- _Brief_
Print the lines below verbatim, character for character, with nothing changed or omitted.

- _Dataset records_
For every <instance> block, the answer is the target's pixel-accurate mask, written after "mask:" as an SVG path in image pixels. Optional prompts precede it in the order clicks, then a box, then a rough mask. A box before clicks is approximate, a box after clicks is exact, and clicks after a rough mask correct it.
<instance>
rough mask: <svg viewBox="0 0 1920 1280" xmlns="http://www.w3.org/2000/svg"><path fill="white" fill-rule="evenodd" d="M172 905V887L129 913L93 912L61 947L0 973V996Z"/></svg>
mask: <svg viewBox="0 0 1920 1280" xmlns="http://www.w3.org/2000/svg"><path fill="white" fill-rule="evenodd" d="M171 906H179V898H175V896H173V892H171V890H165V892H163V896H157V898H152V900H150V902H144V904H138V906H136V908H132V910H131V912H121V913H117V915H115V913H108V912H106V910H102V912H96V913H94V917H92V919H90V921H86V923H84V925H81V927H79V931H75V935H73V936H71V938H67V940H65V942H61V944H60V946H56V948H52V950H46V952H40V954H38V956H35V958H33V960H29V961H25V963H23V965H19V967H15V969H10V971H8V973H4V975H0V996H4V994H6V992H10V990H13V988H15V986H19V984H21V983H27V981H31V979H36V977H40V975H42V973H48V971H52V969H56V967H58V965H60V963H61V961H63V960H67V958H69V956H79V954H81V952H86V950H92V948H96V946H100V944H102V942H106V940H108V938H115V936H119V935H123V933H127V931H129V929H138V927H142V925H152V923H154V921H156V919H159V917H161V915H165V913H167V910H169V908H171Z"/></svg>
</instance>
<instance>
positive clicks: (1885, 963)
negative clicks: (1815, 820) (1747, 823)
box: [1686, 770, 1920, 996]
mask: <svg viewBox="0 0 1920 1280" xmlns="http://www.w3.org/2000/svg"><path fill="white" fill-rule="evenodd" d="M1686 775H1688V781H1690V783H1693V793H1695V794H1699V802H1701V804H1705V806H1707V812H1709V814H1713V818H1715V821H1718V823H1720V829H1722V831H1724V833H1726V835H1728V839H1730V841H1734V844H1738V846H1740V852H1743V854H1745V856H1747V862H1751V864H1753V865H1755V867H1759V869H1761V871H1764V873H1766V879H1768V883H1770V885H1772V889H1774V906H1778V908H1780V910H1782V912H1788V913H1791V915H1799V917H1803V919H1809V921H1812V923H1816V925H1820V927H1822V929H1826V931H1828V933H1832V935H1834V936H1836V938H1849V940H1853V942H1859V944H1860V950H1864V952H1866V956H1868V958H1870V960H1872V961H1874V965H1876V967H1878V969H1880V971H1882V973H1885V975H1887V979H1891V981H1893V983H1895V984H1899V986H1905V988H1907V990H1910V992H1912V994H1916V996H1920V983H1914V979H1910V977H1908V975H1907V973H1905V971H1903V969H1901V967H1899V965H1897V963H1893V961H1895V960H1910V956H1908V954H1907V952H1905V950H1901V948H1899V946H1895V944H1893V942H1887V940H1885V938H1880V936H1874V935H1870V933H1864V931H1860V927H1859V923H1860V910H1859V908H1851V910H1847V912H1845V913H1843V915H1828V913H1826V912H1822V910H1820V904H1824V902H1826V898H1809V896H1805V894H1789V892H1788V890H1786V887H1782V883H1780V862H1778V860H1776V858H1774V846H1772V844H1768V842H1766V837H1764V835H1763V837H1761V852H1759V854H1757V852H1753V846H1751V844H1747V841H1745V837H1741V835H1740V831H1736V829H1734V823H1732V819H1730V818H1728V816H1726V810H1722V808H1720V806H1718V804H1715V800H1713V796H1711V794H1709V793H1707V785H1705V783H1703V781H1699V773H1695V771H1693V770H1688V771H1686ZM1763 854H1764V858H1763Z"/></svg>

- _Problem solution_
For every <instance> block, the answer is the target's pixel-accurate mask, written after "mask:" as an SVG path in image pixels. Optional prompts precede it in the order clicks, then a box, then a rough mask. A box before clicks is approximate, a box after clicks is exact, and clicks after a rough mask correct it.
<instance>
rough mask: <svg viewBox="0 0 1920 1280" xmlns="http://www.w3.org/2000/svg"><path fill="white" fill-rule="evenodd" d="M172 905V887L129 913L93 912L61 947L0 973V996Z"/></svg>
mask: <svg viewBox="0 0 1920 1280" xmlns="http://www.w3.org/2000/svg"><path fill="white" fill-rule="evenodd" d="M171 906H179V898H175V896H173V892H171V890H165V892H163V896H157V898H152V900H150V902H144V904H138V906H136V908H132V910H131V912H121V913H117V915H115V913H108V912H106V910H102V912H96V913H94V917H92V919H90V921H86V923H84V925H81V927H79V931H75V935H73V936H71V938H67V940H65V942H61V944H60V946H56V948H52V950H46V952H40V954H38V956H35V958H33V960H29V961H25V963H23V965H19V967H15V969H10V971H8V973H4V975H0V996H4V994H6V992H10V990H13V988H15V986H19V984H21V983H27V981H31V979H36V977H40V975H42V973H48V971H52V969H56V967H58V965H60V963H61V961H63V960H67V958H69V956H79V954H81V952H86V950H92V948H96V946H100V944H102V942H106V940H108V938H115V936H119V935H123V933H127V931H129V929H138V927H142V925H152V923H154V921H156V919H159V917H161V915H165V913H167V910H169V908H171Z"/></svg>
</instance>
<instance>
positive clicks: (1885, 963)
negative clicks: (1815, 820) (1747, 823)
box: [1686, 770, 1920, 996]
mask: <svg viewBox="0 0 1920 1280" xmlns="http://www.w3.org/2000/svg"><path fill="white" fill-rule="evenodd" d="M1686 775H1688V781H1690V783H1693V793H1695V794H1699V802H1701V804H1705V806H1707V812H1709V814H1713V818H1715V821H1718V823H1720V829H1722V831H1724V833H1726V835H1728V839H1730V841H1734V844H1738V846H1740V852H1743V854H1745V856H1747V862H1751V864H1753V865H1755V867H1759V869H1761V871H1764V873H1766V879H1768V883H1770V885H1772V889H1774V906H1778V908H1780V910H1782V912H1788V913H1791V915H1799V917H1803V919H1809V921H1812V923H1816V925H1820V927H1822V929H1826V931H1828V933H1832V935H1834V936H1836V938H1849V940H1853V942H1859V944H1860V950H1864V952H1866V956H1868V958H1870V960H1872V961H1874V965H1876V967H1878V969H1880V971H1882V973H1885V975H1887V979H1891V981H1893V983H1895V984H1899V986H1905V988H1907V990H1910V992H1912V994H1916V996H1920V983H1914V979H1910V977H1908V975H1907V973H1905V971H1903V969H1901V967H1899V965H1897V963H1893V961H1895V960H1910V956H1908V954H1907V952H1905V950H1901V948H1899V946H1895V944H1893V942H1887V940H1885V938H1880V936H1874V935H1870V933H1864V931H1860V927H1859V923H1860V910H1859V908H1851V910H1847V912H1845V913H1843V915H1828V913H1826V912H1822V910H1820V904H1824V902H1826V898H1809V896H1805V894H1789V892H1788V890H1786V887H1782V883H1780V862H1778V860H1776V858H1774V846H1772V844H1768V842H1766V837H1764V835H1763V837H1761V852H1759V854H1757V852H1753V846H1751V844H1747V841H1745V837H1741V835H1740V831H1736V829H1734V823H1732V819H1730V818H1728V816H1726V810H1722V808H1720V806H1718V804H1715V800H1713V796H1711V794H1709V793H1707V785H1705V783H1703V781H1699V773H1695V771H1693V770H1688V771H1686ZM1763 854H1764V858H1763Z"/></svg>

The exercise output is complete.